Please continue the first-person account of circumcision in Brazil that follows, picking up right after its last sentence.

## Supplied passage
------------------------------------

At my suggestion, a friend of mine, Dr. Claudia Miranda Villa Nova, a physician specializing in Urodynamics (the workings of the bladder), also interested in circumcision, did research among the patients undergoing urodynamic evaluation, in order to establish the percentage of Brazilian males with foreskin (not circumcised) or without foreskin (circumcised).
She examined 107 patients from October 2001 to April 2002. Their ages varied from 10 to 83 years old (average age 58.75), of which 81 were Caucasian (white/leuco) and 26 were black (melano).
The results of the research were as follows:
Males with foreskin (not circumcised) : 77 (71.97 %)
Males without foreskin (circumcised ) : 30 (28.03 %)
This information was submitted some years ago and no record appears to exist regarding the location where the survey was conducted. It seem likely that there are wide variations in circumcision rates as between the urbanised coastal areas (plus Brasilia and Manaus) and the interior, but no comparative data have yet been traced. These figures should not be extrapolated across the whole country. Note also that the white/Caucasian group is over-represented in the sample. Nationally, according to 2008 government statistics, they comprise approximately 48% of the population.]
I had always wanted to be circumcised since puberty. While not all men are circumcised here, many have chosen it and routine infant circumcision is becoming more popular.
Where I live in Rio de Janeiro the weather is always very hot and it makes me sweat a great deal. This has always been very uncomfortable for me and irritated my penis and my pubic area where I sweat a lot. The consequences were a strong smell and humidity. I felt like a liquid dropping from my dick all the time. I was concerned so I went to a urologist to see if it was some disease and he assured me that it was not.
By that time I got used to washing my dick more than twice a day! After a time I started to keep my foreskin back and after a few days it stayed that way permanently and the smell and irritation stopped. I didn’t feel the foreskin moving forward any more, and I got used to having my foreskin retracted on a permanent basis. This continued for more than 10 years and I felt much better with my glans exposed. The sensitivity of the glans changed but was not diminished. The skin, after a time, would only cover half my glans but I still was not happy with my uncut status.

------------------------------------

## Data section
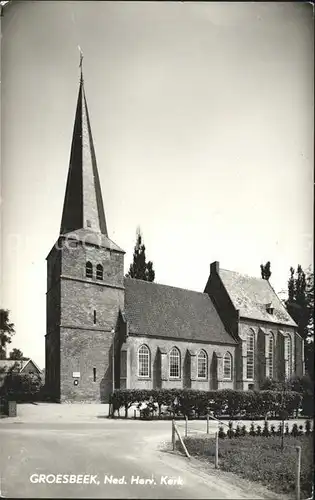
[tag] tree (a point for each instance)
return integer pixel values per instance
(265, 271)
(16, 354)
(6, 331)
(300, 306)
(300, 303)
(140, 269)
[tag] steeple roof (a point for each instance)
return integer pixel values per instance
(83, 210)
(83, 205)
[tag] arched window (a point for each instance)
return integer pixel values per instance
(227, 366)
(270, 352)
(174, 363)
(89, 270)
(288, 356)
(99, 272)
(144, 361)
(202, 364)
(250, 352)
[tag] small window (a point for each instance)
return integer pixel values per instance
(202, 364)
(288, 356)
(227, 366)
(270, 353)
(174, 363)
(250, 353)
(89, 270)
(144, 361)
(99, 272)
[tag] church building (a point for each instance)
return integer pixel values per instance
(106, 331)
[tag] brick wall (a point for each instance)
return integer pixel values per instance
(159, 376)
(261, 329)
(81, 314)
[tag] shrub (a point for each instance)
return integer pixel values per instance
(221, 434)
(280, 428)
(230, 432)
(21, 387)
(257, 459)
(188, 402)
(265, 431)
(252, 430)
(308, 427)
(238, 431)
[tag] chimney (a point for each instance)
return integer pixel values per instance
(215, 268)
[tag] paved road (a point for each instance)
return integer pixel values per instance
(123, 450)
(53, 439)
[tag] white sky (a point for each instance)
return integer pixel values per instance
(202, 118)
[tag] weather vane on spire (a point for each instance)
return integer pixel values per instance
(81, 62)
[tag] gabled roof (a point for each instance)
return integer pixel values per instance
(252, 295)
(7, 364)
(157, 310)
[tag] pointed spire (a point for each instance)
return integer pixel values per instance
(83, 205)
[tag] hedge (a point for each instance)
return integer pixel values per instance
(187, 402)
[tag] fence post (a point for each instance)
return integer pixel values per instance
(216, 457)
(181, 442)
(298, 473)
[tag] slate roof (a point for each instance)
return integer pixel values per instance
(251, 295)
(6, 364)
(83, 204)
(159, 310)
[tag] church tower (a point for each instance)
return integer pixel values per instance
(85, 281)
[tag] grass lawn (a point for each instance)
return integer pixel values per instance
(261, 459)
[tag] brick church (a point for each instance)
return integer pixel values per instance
(105, 331)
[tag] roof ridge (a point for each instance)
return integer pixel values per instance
(168, 286)
(243, 274)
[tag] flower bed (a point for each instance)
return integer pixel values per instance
(191, 403)
(261, 459)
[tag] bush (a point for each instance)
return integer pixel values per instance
(230, 432)
(252, 430)
(243, 431)
(265, 431)
(221, 434)
(20, 387)
(308, 427)
(238, 431)
(188, 402)
(257, 459)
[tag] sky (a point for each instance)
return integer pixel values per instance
(202, 119)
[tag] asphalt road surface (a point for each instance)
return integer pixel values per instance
(115, 459)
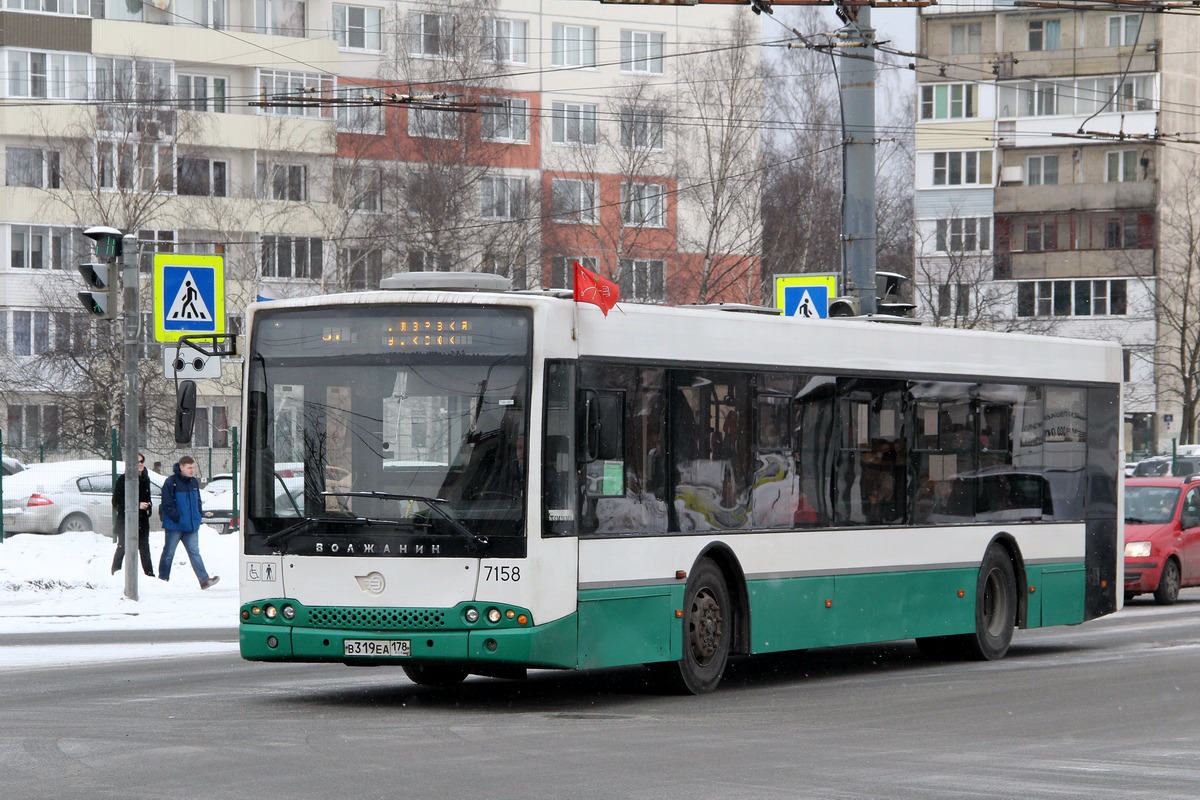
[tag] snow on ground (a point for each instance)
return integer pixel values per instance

------------------------------------

## Output of the task
This year (1999) I had the opportunity to get the operation performed and I talked this over with my wife. As we both agreed, I went to the urologist and set the date (September 29) for my circumcision. The method used was free hand. The first night was difficult. The healing process lasted for 15 days.
Now I am proudly cut and the result was exactly what I wanted it to be and I am feeling great and much more hot and hungry for sex. I have experienced both the uncut and cut status and I know that cut is best. It is a wonderful experience.
José - Rio de Janeiro
Yes, the email you forwarded me is in Portuguese. This married man (he does not write his name) is from Brazil. Since he was a child he wanted to keep his foreskin retracted. For a long time he kept it thus. But in Brazil, he states, circumcision is practiced only by the wealthy who want to distinguish their children from the masses. Since he was not a rich man, he did not have a circumcision when he was young. But he cherished one greatly.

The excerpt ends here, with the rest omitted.